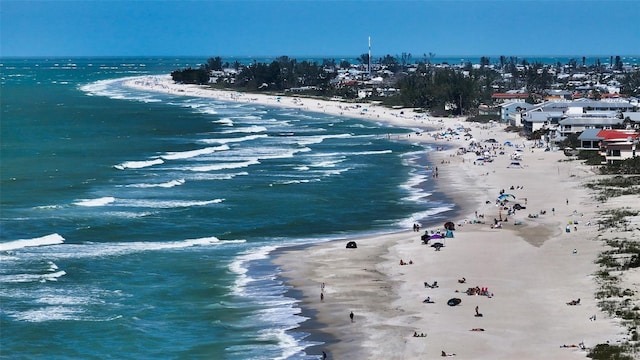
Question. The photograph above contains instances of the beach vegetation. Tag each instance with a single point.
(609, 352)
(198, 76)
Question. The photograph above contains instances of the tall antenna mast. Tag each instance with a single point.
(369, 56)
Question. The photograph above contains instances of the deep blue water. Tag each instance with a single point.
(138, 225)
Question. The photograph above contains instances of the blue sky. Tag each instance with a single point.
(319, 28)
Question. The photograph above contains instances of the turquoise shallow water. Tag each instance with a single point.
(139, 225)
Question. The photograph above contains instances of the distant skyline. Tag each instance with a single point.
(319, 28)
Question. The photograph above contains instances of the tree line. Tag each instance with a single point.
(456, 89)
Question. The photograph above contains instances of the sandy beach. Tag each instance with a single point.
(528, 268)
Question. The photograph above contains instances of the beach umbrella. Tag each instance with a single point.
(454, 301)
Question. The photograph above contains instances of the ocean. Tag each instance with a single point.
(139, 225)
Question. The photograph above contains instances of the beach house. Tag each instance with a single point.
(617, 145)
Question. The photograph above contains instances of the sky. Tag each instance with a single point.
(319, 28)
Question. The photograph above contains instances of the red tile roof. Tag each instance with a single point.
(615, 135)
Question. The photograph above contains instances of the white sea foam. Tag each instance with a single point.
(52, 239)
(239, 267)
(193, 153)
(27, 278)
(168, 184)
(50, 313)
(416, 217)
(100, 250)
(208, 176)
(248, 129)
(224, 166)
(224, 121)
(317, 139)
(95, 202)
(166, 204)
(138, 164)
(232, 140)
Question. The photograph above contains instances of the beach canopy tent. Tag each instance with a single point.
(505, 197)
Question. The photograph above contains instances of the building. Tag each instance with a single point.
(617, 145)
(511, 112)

____________________

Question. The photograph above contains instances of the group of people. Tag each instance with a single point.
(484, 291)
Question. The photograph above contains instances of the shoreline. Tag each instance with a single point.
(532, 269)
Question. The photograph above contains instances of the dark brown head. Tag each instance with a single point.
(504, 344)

____________________

→ **Exercise requirements**: Find every row above that contains the word "blue" and copy each one in full. Match case exactly.

→ **Task answer**:
Question. The photograph above contains instances of the deep blue water. Tag each instance with a single point.
Question. The photograph above contains instances of the blue sky. Tag each instance with a single point.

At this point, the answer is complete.